▸ EXERCISE DIRECTIONS: Within the data below, state how many lines contain the string "tree". Provide the number only.

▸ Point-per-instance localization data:
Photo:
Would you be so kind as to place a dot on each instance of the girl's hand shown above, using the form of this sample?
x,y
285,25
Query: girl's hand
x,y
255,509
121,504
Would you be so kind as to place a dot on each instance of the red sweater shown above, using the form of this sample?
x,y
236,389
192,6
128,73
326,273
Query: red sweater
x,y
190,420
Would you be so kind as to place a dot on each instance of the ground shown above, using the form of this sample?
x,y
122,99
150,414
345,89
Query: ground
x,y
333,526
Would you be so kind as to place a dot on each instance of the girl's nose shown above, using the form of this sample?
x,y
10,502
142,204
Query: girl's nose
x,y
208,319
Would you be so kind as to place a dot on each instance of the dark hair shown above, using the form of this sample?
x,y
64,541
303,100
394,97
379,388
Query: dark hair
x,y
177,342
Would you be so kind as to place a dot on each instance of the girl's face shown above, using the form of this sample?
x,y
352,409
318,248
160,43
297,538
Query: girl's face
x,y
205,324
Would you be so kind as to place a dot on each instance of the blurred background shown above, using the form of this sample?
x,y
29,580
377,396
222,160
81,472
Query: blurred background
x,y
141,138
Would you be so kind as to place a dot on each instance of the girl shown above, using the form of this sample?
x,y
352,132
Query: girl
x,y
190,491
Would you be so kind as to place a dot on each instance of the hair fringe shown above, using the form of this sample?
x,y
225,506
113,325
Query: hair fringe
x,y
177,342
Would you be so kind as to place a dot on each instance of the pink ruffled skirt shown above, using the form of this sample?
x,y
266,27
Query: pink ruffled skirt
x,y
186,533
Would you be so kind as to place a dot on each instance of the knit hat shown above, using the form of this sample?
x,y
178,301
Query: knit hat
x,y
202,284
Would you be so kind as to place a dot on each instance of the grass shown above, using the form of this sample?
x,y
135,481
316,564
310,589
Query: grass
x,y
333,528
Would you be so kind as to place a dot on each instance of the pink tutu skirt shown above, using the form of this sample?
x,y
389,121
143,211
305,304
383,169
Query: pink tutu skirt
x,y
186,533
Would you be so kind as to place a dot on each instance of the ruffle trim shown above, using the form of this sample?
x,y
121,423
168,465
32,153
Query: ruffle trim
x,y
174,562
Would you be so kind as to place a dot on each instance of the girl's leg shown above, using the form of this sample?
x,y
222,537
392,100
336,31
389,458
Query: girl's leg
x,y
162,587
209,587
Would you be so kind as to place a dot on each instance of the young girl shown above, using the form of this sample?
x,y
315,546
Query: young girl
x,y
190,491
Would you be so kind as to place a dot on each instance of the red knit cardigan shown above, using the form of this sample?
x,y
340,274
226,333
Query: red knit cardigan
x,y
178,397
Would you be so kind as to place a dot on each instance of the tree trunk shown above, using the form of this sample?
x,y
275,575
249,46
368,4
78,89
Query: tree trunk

▸ RESPONSE TO THE TASK: 2